**Exercise task:** Reproduce the lines below unchanged, starting at the line that contains "of the small" and continuing through the final line.
======== Information shown
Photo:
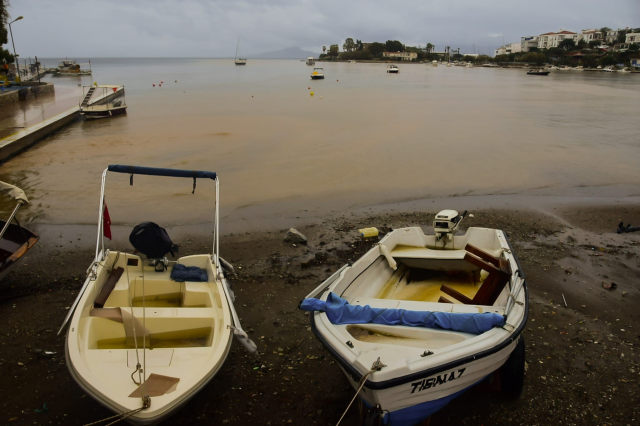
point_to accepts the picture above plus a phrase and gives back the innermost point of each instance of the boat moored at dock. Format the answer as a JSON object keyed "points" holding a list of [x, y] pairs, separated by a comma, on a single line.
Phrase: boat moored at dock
{"points": [[110, 102], [317, 74], [420, 318], [146, 333]]}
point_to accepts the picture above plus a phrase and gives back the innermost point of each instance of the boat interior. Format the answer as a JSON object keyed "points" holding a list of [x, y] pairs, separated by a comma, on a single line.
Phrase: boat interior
{"points": [[183, 325], [427, 278]]}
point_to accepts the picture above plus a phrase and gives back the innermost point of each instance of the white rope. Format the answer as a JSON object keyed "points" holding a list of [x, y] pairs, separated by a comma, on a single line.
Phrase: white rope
{"points": [[377, 366]]}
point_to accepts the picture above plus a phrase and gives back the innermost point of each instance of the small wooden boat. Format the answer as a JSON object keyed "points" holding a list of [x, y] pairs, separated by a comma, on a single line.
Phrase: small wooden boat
{"points": [[144, 338], [15, 240], [239, 61], [420, 318], [317, 74], [102, 101]]}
================
**Written answer:**
point_to accepts the picture above plus a phrase and gives back the innermost point of each instance of the small wooden boat. Format the answer as a JSON object keyed "points" holding a list of [x, y] pairs, separated by a comma, on a single line.
Phrase: small wooden boat
{"points": [[144, 338], [15, 240], [239, 61], [420, 318], [317, 74], [102, 101]]}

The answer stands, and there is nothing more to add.